- **LISTING**:
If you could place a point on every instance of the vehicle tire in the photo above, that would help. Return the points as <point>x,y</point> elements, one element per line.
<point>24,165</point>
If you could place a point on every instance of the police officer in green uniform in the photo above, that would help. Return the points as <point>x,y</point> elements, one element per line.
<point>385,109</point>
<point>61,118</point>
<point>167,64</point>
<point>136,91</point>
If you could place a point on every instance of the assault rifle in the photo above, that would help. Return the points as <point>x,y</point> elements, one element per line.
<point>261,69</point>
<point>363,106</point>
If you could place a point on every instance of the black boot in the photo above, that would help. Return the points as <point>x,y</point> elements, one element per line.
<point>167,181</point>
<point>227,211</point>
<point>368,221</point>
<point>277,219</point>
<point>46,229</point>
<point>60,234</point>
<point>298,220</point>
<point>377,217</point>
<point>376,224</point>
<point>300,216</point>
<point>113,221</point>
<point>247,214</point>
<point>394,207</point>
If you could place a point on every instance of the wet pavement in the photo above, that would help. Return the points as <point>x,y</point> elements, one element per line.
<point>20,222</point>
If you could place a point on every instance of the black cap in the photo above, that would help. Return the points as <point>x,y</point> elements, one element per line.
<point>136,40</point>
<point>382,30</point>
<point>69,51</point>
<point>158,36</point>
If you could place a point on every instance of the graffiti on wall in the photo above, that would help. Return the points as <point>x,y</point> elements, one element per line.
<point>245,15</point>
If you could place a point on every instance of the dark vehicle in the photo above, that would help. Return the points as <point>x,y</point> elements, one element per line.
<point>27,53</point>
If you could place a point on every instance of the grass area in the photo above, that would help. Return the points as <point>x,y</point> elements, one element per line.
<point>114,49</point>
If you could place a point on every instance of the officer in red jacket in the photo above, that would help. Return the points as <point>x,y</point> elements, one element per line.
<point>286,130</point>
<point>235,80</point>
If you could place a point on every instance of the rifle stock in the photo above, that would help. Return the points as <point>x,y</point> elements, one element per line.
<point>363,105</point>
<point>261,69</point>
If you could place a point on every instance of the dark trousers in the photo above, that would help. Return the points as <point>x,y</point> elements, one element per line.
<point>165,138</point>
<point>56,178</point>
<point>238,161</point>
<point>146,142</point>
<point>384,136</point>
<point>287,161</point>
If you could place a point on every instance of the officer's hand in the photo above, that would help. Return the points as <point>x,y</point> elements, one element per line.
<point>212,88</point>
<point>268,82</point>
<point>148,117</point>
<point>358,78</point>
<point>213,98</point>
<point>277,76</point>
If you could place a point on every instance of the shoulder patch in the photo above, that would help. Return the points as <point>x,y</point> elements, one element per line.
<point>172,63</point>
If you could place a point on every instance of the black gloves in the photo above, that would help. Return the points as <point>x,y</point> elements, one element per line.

- **THE TASK**: Can you repeat the records word for word, from the line that has "the officer in" through the end of the records, with both of those lines included?

- **WRITTEN RESPONSE**:
If you could place a point on every instance of the officer in red jacket in the photo above, that would help. Return the points as <point>x,y</point> elements, one element per line.
<point>286,130</point>
<point>235,80</point>
If you could place a point on every instance of the rifle stock in the photo above, that would help. Return the points as <point>x,y</point> elements, one element per line.
<point>363,105</point>
<point>261,69</point>
If you could place a point on every instance of the dark trousers in the photo above, that would help. Return the points as <point>x,y</point> elements, one element per line.
<point>165,138</point>
<point>56,178</point>
<point>238,161</point>
<point>146,142</point>
<point>384,136</point>
<point>287,161</point>
If you could place a point on every instance of the officer's hand in the photo above, that would help. Return the points as <point>x,y</point> elements, one element per line.
<point>212,88</point>
<point>268,82</point>
<point>148,117</point>
<point>358,78</point>
<point>213,98</point>
<point>277,76</point>
If you could place a point on every instance of the shoulder patch in the photo above, that would help. Return the points as <point>x,y</point> elements, one element per line.
<point>172,63</point>
If you could place a point on every instance of the black gloves in the photo above, that would help. Return the points as <point>x,y</point> elements, one element per line.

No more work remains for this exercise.